== REQUIRED WORK ==
Scan the entries below and return each line that contains "balcony".

Natural language region descriptions

----------

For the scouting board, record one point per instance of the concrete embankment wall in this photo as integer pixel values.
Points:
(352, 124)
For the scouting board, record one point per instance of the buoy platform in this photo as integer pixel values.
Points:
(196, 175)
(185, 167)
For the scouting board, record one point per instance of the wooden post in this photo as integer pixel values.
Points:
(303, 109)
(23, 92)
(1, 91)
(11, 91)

----------

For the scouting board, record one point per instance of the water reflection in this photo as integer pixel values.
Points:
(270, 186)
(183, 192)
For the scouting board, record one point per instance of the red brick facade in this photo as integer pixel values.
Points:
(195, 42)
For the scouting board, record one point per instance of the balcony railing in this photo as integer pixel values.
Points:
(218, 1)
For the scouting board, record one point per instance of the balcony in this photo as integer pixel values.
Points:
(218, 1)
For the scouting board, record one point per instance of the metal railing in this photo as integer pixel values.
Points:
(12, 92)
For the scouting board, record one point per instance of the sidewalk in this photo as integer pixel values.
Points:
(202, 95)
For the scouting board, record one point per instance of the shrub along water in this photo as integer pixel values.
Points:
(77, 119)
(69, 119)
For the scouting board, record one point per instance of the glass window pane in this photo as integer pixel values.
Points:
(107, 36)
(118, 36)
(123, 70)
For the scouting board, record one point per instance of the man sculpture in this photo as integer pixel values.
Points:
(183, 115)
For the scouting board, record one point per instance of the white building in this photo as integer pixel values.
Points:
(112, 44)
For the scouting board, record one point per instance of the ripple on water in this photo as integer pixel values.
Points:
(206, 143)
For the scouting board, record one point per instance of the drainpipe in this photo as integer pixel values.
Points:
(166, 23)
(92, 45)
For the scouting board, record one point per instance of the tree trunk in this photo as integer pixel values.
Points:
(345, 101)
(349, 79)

----------

== FINISHED TASK ==
For the scouting board, record one point per instance of the balcony railing in this photo as integer pixel values.
For the scouting board, record one point per instance of the balcony in this photo as integer pixel values.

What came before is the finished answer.